• **INSTRUCTIONS FOR THE TASK**: Copy out word for word the stretch of the items below that runs from the line containing "Task: confirm every instance of the concrete walkway" through the line containing "[[542, 198]]", including both of those lines.

• **Excerpts from location labeling data**:
###
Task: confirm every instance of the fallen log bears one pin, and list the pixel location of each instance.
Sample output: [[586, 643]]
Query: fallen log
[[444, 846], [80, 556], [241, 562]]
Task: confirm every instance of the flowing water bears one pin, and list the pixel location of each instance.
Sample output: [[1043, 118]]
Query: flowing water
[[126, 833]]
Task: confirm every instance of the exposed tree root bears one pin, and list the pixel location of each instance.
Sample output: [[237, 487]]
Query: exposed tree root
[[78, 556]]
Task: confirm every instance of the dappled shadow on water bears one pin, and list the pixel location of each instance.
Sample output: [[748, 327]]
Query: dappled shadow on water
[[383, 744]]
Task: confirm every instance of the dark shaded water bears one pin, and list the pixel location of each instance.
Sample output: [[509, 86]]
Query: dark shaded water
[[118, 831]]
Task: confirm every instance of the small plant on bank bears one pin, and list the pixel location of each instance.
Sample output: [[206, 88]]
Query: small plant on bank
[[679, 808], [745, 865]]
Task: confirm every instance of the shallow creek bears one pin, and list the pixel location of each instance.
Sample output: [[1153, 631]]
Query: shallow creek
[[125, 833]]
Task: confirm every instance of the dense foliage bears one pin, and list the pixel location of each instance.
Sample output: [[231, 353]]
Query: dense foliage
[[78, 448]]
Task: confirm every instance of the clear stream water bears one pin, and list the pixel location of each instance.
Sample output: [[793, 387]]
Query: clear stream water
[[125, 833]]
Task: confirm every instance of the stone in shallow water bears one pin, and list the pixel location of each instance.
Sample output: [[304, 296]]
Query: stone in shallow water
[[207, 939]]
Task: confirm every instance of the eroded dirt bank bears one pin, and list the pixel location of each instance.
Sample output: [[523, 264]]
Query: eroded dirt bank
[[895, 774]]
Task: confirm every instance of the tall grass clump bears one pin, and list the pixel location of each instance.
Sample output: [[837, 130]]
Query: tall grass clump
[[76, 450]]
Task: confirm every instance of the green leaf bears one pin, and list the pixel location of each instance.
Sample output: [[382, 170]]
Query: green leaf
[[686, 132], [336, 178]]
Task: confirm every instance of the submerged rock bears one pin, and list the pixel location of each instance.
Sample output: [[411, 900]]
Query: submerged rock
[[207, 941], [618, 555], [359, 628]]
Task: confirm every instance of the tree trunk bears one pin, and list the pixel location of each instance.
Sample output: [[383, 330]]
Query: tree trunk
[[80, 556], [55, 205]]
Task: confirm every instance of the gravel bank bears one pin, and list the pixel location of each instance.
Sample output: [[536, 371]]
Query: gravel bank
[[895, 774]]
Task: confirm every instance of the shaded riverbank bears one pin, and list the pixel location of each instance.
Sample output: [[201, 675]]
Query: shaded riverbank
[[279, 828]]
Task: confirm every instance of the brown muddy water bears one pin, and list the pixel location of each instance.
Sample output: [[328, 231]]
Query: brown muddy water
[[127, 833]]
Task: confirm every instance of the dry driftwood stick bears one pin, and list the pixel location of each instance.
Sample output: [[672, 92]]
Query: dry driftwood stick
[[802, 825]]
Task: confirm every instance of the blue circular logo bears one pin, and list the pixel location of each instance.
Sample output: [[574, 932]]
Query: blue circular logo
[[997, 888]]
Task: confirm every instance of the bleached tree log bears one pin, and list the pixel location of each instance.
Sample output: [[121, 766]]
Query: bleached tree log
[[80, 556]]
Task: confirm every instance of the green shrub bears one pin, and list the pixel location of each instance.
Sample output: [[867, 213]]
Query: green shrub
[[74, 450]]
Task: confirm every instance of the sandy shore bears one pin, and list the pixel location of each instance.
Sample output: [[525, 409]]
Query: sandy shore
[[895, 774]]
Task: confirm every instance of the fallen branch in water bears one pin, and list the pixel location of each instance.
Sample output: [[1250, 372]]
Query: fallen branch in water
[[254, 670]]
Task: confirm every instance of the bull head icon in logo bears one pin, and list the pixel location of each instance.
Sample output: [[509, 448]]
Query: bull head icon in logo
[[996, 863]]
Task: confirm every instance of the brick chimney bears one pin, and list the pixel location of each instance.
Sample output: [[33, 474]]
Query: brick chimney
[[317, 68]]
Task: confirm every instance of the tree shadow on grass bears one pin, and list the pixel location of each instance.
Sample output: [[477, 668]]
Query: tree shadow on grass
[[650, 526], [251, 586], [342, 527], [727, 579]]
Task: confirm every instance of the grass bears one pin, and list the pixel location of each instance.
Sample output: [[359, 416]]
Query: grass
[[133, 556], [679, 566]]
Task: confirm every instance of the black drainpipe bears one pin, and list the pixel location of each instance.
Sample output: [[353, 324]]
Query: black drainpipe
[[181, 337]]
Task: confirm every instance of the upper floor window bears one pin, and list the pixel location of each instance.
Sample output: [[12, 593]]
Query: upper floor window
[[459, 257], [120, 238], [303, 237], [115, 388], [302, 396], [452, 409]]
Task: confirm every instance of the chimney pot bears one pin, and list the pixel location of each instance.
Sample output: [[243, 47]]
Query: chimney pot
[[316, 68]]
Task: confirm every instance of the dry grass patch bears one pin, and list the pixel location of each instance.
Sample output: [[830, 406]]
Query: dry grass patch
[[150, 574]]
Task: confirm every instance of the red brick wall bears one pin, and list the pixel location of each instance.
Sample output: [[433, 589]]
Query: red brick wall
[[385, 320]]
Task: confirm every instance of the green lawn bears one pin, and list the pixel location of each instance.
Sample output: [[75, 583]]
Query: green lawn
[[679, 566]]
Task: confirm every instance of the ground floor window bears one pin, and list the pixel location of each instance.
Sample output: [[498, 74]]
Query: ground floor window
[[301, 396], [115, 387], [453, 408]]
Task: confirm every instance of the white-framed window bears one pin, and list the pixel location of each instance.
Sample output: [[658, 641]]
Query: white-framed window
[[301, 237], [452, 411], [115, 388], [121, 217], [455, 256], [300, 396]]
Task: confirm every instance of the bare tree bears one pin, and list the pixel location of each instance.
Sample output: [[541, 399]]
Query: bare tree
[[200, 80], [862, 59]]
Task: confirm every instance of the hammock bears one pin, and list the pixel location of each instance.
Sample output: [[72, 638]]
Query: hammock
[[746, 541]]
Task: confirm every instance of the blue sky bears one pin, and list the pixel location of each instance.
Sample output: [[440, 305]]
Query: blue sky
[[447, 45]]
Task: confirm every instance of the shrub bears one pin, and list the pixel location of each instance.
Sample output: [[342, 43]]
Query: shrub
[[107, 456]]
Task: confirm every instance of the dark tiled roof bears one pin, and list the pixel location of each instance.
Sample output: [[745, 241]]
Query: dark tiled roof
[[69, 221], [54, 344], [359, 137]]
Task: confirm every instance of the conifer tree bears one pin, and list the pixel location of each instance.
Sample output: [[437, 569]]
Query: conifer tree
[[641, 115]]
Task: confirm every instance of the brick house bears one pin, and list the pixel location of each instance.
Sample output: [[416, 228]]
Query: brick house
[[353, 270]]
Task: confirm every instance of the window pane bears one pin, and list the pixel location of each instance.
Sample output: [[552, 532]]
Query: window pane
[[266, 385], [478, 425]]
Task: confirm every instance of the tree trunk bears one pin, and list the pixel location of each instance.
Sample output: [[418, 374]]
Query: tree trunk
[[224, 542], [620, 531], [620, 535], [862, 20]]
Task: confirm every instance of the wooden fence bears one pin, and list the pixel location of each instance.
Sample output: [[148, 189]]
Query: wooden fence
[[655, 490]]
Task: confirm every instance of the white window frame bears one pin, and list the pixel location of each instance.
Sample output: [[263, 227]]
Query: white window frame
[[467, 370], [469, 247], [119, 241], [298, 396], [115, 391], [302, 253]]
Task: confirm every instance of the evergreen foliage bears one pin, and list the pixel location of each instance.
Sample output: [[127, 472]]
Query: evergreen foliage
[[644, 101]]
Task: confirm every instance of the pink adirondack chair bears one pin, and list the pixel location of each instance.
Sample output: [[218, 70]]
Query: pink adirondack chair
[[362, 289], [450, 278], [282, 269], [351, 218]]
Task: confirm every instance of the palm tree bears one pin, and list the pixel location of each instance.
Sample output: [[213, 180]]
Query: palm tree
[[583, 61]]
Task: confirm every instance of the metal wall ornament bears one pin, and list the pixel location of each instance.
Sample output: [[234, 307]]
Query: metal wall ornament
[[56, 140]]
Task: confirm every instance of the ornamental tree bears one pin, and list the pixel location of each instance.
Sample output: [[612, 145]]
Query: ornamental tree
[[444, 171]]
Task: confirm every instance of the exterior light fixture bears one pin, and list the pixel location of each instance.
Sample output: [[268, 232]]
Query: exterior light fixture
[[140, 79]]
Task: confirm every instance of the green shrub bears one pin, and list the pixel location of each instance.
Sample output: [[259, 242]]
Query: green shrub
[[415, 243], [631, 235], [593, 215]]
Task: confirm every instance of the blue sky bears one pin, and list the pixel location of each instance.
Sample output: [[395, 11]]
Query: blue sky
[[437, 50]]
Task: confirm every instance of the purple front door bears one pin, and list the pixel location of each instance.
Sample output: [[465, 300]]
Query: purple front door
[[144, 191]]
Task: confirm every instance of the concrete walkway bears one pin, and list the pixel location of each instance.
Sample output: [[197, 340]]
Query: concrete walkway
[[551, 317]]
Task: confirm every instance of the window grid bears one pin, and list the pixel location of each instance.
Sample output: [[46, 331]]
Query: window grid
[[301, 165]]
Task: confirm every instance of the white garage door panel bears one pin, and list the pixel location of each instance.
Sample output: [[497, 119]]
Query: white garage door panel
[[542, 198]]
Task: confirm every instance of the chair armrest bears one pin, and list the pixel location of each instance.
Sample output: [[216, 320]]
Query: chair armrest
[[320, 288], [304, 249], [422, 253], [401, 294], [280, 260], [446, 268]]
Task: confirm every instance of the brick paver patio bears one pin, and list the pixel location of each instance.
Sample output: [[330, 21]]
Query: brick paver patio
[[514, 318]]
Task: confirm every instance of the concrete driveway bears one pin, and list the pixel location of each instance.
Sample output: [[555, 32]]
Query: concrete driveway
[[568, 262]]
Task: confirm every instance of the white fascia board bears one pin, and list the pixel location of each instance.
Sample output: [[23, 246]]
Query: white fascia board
###
• **EXPECTED OUTPUT**:
Task: confirm every instance of the concrete walkway bears one pin, and list the pixel location of each instance.
Sample output: [[197, 340]]
Query: concrete walkway
[[551, 317]]
Task: confirm every instance of the window grid bears one pin, and list the pixel location of each instance.
Sample output: [[46, 331]]
Query: window grid
[[301, 165]]
Task: confirm every instance of the white garage door panel bears one pin, and list the pixel location of each instance.
Sample output: [[497, 119]]
Query: white garage door panel
[[542, 198]]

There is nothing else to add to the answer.